- [YOUR GOAL]: Once the line containing "TARGET = green helmet" has been copied, stop; copy every line before it exactly, beginning with the first line of the material below.

- [SUPPLIED MATERIAL]:
·····

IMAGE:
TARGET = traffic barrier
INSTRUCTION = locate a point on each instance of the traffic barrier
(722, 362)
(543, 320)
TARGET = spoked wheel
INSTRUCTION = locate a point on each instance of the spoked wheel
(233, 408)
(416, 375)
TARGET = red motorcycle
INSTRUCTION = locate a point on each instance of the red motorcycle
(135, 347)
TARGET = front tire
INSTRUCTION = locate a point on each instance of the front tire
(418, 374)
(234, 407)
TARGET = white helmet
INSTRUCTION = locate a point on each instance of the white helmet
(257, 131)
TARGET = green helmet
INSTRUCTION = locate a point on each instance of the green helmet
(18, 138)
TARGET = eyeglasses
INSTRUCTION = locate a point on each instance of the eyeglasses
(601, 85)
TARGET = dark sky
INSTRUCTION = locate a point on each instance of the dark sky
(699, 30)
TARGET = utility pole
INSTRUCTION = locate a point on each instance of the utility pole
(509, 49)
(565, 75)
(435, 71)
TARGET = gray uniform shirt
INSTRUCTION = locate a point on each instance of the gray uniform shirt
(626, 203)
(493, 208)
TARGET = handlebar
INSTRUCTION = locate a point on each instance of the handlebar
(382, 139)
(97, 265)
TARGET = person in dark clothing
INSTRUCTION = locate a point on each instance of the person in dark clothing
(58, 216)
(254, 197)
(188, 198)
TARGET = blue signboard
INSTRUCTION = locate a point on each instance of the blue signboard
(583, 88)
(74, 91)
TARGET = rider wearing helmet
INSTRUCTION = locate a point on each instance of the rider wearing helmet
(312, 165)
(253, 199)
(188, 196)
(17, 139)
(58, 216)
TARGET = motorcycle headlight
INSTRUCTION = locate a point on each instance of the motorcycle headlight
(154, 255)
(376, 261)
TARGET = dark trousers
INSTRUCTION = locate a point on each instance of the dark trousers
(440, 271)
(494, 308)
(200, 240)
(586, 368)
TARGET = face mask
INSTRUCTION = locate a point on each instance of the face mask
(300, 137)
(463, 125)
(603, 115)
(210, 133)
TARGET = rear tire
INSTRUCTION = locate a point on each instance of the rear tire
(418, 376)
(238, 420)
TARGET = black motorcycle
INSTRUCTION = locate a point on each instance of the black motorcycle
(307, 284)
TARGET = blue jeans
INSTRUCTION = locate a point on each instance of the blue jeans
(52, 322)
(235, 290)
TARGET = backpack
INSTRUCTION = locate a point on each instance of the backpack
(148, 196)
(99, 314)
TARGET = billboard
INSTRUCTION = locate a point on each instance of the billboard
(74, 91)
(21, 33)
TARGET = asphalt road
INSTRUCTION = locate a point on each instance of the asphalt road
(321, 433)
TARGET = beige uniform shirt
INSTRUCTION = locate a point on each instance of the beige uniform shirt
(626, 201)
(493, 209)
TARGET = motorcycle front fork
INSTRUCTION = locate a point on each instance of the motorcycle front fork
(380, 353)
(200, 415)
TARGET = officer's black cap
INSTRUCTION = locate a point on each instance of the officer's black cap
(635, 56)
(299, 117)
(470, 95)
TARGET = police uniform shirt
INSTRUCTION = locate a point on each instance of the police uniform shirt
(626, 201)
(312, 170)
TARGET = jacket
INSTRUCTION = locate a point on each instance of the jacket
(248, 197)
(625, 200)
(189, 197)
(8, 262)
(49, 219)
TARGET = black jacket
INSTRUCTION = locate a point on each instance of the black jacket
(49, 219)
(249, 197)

·····

- [EXERCISE SOLUTION]:
IMAGE:
TARGET = traffic barrier
INSTRUCTION = locate a point on each instance of the traffic barrier
(722, 362)
(543, 320)
TARGET = spoked wheel
INSTRUCTION = locate a point on each instance of the spoked wheel
(233, 408)
(416, 375)
TARGET = red motorcycle
INSTRUCTION = locate a point on each instance of the red motorcycle
(135, 347)
TARGET = front tire
INSTRUCTION = locate a point on each instance of the front tire
(418, 374)
(234, 407)
TARGET = white helmet
INSTRUCTION = locate a point on each instance of the white helmet
(257, 131)
TARGET = green helmet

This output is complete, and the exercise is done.